Render the lines as a numbered list, starting with the first line and ending with the line that contains "137), (441, 133)]", both ends included. Leave out any blank lines.

═══ Records shown ═══

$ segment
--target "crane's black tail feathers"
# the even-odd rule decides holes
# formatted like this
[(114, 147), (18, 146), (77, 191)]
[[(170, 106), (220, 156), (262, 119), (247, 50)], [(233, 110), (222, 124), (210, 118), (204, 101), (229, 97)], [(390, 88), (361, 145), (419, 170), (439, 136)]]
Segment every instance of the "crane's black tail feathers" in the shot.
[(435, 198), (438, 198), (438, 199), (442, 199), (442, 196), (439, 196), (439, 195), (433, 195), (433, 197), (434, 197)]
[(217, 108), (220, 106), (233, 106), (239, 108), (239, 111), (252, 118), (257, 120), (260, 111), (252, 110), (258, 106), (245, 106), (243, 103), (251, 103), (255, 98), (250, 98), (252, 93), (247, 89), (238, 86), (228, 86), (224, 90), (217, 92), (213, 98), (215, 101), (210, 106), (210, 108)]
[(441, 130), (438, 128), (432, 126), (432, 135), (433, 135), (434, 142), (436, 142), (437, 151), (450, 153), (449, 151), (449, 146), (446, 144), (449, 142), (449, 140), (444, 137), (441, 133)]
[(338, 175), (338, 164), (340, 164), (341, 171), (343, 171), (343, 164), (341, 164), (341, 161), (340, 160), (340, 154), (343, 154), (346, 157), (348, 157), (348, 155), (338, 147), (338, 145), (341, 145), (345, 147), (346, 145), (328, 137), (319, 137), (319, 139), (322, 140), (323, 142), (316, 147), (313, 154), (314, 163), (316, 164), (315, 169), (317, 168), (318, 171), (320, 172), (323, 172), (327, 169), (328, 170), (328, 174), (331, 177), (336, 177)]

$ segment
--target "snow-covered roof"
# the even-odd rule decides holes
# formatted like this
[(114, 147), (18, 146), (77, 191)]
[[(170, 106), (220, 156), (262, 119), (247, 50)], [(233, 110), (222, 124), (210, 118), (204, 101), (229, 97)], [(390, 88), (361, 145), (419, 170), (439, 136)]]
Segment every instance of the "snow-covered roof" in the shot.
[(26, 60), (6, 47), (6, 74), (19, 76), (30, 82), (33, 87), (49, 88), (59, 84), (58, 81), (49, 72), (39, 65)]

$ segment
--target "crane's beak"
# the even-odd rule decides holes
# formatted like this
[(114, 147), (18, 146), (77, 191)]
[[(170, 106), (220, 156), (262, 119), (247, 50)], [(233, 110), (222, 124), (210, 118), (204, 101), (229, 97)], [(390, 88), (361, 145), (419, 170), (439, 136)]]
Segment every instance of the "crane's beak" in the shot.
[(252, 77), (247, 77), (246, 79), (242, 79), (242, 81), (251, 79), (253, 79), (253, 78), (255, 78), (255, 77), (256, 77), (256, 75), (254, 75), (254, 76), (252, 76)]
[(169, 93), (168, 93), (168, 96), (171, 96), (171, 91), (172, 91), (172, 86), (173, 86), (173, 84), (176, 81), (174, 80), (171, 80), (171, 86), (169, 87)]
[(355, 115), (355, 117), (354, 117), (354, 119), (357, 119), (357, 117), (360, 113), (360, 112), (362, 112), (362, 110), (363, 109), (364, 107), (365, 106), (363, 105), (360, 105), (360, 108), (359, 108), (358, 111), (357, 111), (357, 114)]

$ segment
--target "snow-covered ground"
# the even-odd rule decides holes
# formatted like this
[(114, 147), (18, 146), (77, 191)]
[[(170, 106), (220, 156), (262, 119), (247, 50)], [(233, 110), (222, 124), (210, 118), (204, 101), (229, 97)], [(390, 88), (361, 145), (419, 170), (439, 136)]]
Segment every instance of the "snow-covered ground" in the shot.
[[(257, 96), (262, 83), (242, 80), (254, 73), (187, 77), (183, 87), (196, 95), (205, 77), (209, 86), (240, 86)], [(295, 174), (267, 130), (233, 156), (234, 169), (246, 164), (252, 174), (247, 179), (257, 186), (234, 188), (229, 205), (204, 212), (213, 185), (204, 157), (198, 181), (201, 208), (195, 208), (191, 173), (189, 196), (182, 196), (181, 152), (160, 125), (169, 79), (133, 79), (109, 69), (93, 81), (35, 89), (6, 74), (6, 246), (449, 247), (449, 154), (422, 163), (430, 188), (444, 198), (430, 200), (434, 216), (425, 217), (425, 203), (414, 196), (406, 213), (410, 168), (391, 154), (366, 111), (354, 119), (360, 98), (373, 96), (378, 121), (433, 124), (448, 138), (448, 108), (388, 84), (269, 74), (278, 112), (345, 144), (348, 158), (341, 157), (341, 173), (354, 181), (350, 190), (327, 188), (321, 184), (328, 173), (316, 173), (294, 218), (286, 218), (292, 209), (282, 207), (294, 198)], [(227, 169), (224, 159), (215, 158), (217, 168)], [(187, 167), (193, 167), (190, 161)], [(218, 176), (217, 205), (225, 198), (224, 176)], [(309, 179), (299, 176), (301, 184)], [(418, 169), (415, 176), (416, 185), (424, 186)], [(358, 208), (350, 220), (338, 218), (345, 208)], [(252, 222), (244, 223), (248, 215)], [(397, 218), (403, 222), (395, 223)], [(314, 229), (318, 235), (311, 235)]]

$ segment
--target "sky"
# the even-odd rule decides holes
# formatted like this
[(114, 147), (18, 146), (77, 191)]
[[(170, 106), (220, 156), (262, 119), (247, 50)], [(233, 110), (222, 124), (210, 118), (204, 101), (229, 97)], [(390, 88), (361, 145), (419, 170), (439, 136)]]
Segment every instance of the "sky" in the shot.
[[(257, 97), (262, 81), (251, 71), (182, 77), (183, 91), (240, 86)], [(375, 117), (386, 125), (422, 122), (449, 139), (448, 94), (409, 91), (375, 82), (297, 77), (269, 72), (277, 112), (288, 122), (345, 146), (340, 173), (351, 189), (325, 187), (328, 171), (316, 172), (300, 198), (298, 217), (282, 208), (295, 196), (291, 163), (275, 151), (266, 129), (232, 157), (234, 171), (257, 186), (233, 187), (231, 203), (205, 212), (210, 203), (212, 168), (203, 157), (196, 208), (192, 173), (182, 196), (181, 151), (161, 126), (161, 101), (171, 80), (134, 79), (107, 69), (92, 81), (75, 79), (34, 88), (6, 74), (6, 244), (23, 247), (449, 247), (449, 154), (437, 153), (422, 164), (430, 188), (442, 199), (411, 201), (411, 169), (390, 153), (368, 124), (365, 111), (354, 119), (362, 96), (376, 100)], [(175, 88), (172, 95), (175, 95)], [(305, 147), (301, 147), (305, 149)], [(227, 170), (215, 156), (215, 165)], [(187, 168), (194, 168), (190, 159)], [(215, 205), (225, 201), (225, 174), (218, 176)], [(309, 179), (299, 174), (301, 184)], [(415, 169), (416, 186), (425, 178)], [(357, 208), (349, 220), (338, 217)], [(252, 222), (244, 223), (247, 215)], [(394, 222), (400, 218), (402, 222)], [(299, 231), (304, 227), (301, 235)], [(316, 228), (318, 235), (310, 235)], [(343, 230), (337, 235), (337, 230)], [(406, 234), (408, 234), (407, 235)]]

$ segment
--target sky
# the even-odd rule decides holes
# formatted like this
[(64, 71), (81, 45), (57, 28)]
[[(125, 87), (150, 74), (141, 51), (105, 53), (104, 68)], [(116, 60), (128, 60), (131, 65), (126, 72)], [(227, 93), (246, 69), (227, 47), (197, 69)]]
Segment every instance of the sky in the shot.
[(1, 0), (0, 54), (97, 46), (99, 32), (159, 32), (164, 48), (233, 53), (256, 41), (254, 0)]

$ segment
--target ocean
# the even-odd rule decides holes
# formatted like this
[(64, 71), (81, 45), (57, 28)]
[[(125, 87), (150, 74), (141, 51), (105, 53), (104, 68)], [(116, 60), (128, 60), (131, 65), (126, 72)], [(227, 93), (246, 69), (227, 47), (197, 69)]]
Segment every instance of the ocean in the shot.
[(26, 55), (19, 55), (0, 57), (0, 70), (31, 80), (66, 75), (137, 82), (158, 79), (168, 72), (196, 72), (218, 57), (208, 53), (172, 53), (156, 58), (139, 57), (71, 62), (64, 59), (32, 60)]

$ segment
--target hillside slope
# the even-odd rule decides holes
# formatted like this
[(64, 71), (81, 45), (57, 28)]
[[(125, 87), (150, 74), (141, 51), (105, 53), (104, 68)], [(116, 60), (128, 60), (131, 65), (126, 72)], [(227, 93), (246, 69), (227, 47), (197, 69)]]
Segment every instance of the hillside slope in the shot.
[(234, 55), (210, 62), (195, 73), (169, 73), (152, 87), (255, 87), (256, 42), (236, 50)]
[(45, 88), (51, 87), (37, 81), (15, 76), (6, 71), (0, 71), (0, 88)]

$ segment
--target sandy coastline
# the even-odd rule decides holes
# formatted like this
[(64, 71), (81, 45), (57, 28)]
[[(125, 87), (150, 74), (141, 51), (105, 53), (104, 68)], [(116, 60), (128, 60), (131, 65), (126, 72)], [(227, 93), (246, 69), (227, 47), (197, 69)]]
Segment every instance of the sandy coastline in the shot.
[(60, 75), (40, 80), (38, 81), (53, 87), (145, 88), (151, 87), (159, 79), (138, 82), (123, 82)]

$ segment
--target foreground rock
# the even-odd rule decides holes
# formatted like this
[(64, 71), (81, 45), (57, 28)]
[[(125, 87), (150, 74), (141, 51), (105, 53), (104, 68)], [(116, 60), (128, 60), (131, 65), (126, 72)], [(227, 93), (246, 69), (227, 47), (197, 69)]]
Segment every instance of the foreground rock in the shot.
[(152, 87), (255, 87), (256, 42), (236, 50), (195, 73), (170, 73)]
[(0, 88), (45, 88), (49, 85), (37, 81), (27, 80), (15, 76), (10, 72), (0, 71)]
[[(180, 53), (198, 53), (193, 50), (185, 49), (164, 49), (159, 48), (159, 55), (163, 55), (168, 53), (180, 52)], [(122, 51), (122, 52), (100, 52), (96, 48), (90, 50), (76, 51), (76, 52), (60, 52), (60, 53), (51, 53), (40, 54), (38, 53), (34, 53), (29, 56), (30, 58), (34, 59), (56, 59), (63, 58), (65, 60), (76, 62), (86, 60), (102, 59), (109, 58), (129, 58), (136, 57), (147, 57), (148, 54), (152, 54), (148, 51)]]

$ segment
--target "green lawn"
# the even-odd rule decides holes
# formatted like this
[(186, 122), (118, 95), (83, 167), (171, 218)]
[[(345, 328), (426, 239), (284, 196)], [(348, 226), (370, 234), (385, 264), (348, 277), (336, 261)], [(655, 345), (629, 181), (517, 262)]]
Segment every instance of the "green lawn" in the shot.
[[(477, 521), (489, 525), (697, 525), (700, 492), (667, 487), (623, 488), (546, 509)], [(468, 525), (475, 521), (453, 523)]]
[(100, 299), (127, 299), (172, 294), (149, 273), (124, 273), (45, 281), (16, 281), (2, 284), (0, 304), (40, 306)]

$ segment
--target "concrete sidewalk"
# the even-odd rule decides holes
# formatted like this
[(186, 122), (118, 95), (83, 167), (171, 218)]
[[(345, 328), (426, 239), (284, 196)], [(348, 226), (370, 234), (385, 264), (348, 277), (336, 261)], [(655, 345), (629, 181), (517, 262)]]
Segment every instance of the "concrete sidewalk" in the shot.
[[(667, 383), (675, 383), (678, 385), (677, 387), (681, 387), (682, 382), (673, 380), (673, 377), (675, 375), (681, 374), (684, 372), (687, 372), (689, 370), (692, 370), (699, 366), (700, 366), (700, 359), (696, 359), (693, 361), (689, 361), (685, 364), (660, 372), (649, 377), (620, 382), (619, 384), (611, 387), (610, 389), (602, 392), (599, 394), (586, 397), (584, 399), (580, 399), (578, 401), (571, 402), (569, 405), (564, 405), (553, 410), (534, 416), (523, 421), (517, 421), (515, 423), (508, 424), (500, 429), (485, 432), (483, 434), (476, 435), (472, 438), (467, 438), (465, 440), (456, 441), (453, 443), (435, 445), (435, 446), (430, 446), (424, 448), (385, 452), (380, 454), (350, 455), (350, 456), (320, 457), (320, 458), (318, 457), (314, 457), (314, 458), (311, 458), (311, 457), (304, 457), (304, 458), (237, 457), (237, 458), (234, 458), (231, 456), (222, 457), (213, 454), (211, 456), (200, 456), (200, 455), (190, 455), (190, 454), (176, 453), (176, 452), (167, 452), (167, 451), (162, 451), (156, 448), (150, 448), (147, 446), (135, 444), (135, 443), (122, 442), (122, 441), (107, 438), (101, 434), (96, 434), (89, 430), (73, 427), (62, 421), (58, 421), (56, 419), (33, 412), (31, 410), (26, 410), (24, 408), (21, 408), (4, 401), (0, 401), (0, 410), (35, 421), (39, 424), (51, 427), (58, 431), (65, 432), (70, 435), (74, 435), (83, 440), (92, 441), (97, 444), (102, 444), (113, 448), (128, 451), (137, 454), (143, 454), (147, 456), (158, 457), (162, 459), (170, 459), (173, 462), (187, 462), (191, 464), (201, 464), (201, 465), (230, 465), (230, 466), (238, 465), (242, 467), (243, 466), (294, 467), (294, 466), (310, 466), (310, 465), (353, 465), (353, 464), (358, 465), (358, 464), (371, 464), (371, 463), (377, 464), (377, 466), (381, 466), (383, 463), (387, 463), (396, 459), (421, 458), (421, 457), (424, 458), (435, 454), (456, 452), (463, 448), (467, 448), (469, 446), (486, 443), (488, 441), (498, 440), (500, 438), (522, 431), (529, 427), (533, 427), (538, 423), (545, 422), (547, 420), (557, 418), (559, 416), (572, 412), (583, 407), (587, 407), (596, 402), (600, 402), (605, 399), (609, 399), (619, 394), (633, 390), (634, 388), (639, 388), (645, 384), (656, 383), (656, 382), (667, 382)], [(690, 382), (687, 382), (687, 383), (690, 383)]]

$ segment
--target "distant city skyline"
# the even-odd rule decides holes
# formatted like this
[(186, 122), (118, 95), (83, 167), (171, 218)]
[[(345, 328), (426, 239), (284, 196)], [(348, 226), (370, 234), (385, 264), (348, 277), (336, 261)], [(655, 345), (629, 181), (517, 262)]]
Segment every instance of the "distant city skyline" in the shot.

═══

▶ _Reply to the exercise_
1. $ segment
2. --target "crane's black tail feathers"
3. # the even-odd rule decides holes
4. # formatted like this
5. [(114, 147), (18, 146), (77, 191)]
6. [[(170, 106), (220, 156), (262, 119), (247, 50)], [(233, 110), (222, 124), (210, 118), (204, 101), (229, 97)], [(390, 88), (361, 145), (419, 170), (439, 136)]]
7. Segment every instance of the "crane's black tail feathers" in the shot.
8. [(435, 198), (438, 198), (438, 199), (442, 199), (442, 196), (439, 196), (439, 195), (433, 195), (433, 197), (434, 197)]
9. [(217, 108), (220, 106), (233, 106), (239, 108), (239, 111), (252, 118), (257, 120), (260, 111), (252, 110), (258, 106), (245, 106), (243, 103), (251, 103), (255, 98), (250, 98), (252, 93), (247, 89), (238, 86), (228, 86), (224, 90), (217, 92), (213, 98), (215, 101), (210, 106), (210, 108)]
10. [(441, 130), (438, 128), (432, 126), (432, 135), (433, 135), (434, 142), (436, 142), (437, 151), (450, 153), (449, 151), (449, 146), (446, 144), (449, 142), (449, 140), (444, 137), (441, 133)]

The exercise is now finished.